INSTRUCTION: Update all of the material below by replacing every "bounding box" with "enclosing box", leaving everything else unchanged.

ENTRIES SUPPLIED:
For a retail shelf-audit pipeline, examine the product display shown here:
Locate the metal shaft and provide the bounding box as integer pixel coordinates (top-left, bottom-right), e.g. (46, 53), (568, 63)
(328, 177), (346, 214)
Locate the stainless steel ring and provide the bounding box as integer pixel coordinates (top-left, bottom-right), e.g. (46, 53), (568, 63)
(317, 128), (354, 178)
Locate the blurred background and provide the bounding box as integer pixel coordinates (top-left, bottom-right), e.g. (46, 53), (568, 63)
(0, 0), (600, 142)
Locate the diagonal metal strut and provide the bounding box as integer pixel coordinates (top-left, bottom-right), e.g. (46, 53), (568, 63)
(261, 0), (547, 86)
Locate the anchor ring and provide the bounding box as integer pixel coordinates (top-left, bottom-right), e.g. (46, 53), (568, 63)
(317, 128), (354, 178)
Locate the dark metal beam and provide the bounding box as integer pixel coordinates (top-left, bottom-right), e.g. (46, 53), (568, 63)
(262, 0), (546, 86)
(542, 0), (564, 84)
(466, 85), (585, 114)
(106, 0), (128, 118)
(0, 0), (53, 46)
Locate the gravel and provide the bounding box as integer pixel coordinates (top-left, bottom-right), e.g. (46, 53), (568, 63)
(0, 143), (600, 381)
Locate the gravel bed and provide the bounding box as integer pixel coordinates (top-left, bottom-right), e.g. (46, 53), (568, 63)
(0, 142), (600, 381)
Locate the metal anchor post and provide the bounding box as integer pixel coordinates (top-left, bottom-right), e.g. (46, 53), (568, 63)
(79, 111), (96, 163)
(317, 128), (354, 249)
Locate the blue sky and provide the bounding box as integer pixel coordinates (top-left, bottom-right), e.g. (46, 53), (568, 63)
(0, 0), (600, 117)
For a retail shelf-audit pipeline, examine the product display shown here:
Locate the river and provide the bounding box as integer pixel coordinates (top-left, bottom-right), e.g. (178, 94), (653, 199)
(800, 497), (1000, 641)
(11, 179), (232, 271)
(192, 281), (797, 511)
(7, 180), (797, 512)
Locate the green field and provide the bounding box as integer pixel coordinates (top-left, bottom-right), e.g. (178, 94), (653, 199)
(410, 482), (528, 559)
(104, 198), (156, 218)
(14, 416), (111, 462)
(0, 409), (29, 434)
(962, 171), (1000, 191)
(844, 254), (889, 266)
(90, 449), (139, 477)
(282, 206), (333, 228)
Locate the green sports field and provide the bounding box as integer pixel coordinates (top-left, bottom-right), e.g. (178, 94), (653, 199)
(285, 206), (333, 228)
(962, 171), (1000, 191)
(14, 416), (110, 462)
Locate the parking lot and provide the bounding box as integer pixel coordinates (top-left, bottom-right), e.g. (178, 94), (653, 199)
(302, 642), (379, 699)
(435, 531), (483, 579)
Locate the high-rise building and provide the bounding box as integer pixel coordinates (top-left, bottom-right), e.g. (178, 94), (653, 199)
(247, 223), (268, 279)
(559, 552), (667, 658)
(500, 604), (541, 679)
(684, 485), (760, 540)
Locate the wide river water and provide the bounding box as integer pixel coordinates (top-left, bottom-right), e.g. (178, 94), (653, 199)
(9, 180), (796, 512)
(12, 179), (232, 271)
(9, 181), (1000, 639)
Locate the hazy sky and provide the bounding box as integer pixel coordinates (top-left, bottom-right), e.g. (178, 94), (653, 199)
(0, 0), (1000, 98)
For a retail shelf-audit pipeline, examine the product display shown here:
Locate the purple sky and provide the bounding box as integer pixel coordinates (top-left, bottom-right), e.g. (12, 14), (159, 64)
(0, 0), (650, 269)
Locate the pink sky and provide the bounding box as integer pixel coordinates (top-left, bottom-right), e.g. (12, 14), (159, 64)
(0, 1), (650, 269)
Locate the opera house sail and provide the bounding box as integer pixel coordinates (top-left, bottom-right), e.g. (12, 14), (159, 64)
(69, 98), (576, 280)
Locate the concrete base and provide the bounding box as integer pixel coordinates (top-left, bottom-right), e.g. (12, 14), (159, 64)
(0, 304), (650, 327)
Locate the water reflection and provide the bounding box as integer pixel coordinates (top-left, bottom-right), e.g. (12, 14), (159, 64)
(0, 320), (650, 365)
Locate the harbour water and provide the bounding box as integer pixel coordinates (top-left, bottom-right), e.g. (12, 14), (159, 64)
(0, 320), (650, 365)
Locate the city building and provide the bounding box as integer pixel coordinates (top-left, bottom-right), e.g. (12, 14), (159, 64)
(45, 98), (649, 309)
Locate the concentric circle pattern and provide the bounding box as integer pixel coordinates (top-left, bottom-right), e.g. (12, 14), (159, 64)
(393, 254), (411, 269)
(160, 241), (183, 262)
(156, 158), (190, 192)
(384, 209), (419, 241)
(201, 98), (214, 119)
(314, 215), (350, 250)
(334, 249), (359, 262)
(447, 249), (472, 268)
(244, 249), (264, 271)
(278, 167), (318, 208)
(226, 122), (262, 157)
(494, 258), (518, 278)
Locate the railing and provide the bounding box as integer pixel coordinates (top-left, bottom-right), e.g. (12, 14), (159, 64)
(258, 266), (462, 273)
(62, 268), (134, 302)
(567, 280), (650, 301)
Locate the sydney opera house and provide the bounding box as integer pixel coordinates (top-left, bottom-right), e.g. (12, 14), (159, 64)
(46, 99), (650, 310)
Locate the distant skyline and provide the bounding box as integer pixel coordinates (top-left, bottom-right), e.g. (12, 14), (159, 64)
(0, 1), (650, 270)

FINAL RESULT:
For a retail shelf-audit pipeline, examine the product display shown here:
Locate the metal shaft and provide the enclosing box as integer pixel coordinates (top-left, bottom-right), e.g. (46, 53), (568, 63)
(328, 177), (346, 214)
Locate the stainless steel ring and provide the enclosing box as integer pixel coordinates (top-left, bottom-right), e.g. (46, 53), (568, 63)
(317, 128), (354, 178)
Locate the blurred background and provide the enclosing box as integer pixel coordinates (top-left, bottom-right), e.g. (46, 53), (568, 63)
(0, 0), (600, 142)
Locate the diagonal metal strut and provide the enclosing box as integer pixel coordinates (top-left, bottom-right), e.g. (46, 53), (568, 63)
(261, 0), (547, 86)
Locate the anchor ring and provide the enclosing box as integer pixel coordinates (top-left, bottom-right), e.g. (46, 53), (568, 63)
(317, 128), (354, 178)
Locate the dark metal beam and provide the enclosing box as integer pixel coordinates (top-left, bottom-right), e.g. (46, 53), (568, 63)
(262, 0), (546, 86)
(542, 0), (564, 84)
(466, 85), (585, 114)
(106, 0), (128, 118)
(0, 0), (53, 46)
Locate the gravel and provide the enclosing box as integer pixel coordinates (top-left, bottom-right), e.g. (46, 53), (568, 63)
(0, 143), (600, 381)
Locate the gravel bed and provide the enclosing box as integer pixel coordinates (top-left, bottom-right), e.g. (46, 53), (568, 63)
(0, 142), (600, 381)
Locate the metal anchor post and provide the enclosing box as integer pixel coordinates (top-left, bottom-right), e.g. (46, 53), (568, 63)
(79, 111), (96, 163)
(317, 128), (354, 249)
Locate the blue sky and provide the enclosing box as integer pixel coordinates (top-left, bottom-right), e.g. (46, 53), (568, 63)
(0, 0), (600, 117)
For a retail shelf-audit pipeline, examine the product display shown here:
Locate the river and provide the enclosing box as integer pixel coordinates (top-left, bottom-right), e.g. (178, 94), (653, 199)
(800, 497), (1000, 641)
(11, 179), (232, 271)
(192, 281), (797, 511)
(7, 180), (797, 512)
Locate the green field and provide the enclosing box as integer pixel coordinates (top-left, bottom-right), e.g. (178, 94), (653, 199)
(410, 482), (528, 559)
(104, 198), (156, 218)
(14, 416), (111, 462)
(0, 409), (29, 434)
(962, 171), (1000, 191)
(844, 254), (889, 266)
(90, 449), (139, 477)
(282, 206), (333, 228)
Locate the green sports field and provide the enclosing box as integer pixel coordinates (top-left, bottom-right), e.g. (178, 94), (653, 199)
(285, 206), (333, 228)
(962, 171), (1000, 191)
(14, 416), (110, 462)
Locate the parking lot and provide the enclosing box as integer pixel coordinates (top-left, bottom-right), e.g. (178, 94), (653, 199)
(302, 642), (379, 699)
(435, 531), (483, 579)
Locate the high-rise building and provide the enclosing box as integer pixel coordinates (top-left, bottom-right), e.g. (178, 94), (653, 199)
(247, 223), (268, 279)
(559, 552), (667, 658)
(500, 604), (541, 679)
(684, 485), (760, 540)
Locate the wide river water and provide the enclosing box as integer pixel coordinates (top-left, bottom-right), e.g. (178, 94), (653, 199)
(9, 180), (796, 512)
(12, 179), (232, 271)
(9, 181), (1000, 639)
Locate the hazy sky and provide the enclosing box as integer pixel coordinates (top-left, bottom-right), e.g. (178, 94), (653, 199)
(0, 0), (1000, 98)
For a retail shelf-audit pipeline, examine the product display shown here:
Locate the purple sky and provide the enclosing box as integer pixel coordinates (top-left, bottom-right), e.g. (12, 14), (159, 64)
(0, 0), (650, 269)
Locate the pink sky and provide the enclosing box as integer pixel coordinates (top-left, bottom-right), e.g. (12, 14), (159, 64)
(0, 1), (650, 269)
Locate the opera house sail and provide the enclosing box as integer pixel coordinates (top-left, bottom-right), e.g. (12, 14), (159, 64)
(69, 98), (576, 280)
Locate the concrete base and provide the enclosing box as integer pixel coordinates (top-left, bottom-right), e.g. (12, 14), (159, 64)
(0, 304), (650, 327)
Locate the water reflection and provide the enclosing box as integer pixel coordinates (top-left, bottom-right), e.g. (12, 14), (159, 64)
(0, 320), (650, 365)
Locate the harbour water and provide the enclosing box as integer pixel coordinates (top-left, bottom-right), e.g. (12, 14), (159, 64)
(0, 320), (650, 365)
Locate the city building and provide the enclosing box as integer pixel coordinates (top-left, bottom-right), e.g. (12, 14), (159, 64)
(45, 98), (649, 309)
Locate the concentric circle pattern and provide the enclosing box as integer pixel coordinates (top-left, bottom-right), e.g. (12, 14), (159, 64)
(393, 254), (411, 269)
(160, 241), (183, 262)
(156, 158), (190, 192)
(384, 209), (419, 241)
(201, 98), (214, 119)
(314, 215), (350, 250)
(334, 249), (359, 262)
(447, 249), (472, 268)
(244, 249), (264, 271)
(278, 167), (318, 208)
(226, 122), (262, 157)
(494, 258), (518, 278)
Locate the railing and provide the enclosing box as integer pixel coordinates (top-left, bottom-right), e.g. (12, 14), (159, 64)
(258, 266), (462, 273)
(62, 268), (134, 302)
(567, 280), (650, 301)
Locate the sydney opera house and provide the enclosing box as integer pixel coordinates (top-left, bottom-right), e.g. (12, 14), (159, 64)
(46, 99), (650, 310)
Locate the distant skyline and provide the enclosing box as integer pixel coordinates (top-left, bottom-right), e.g. (12, 14), (159, 64)
(0, 1), (650, 270)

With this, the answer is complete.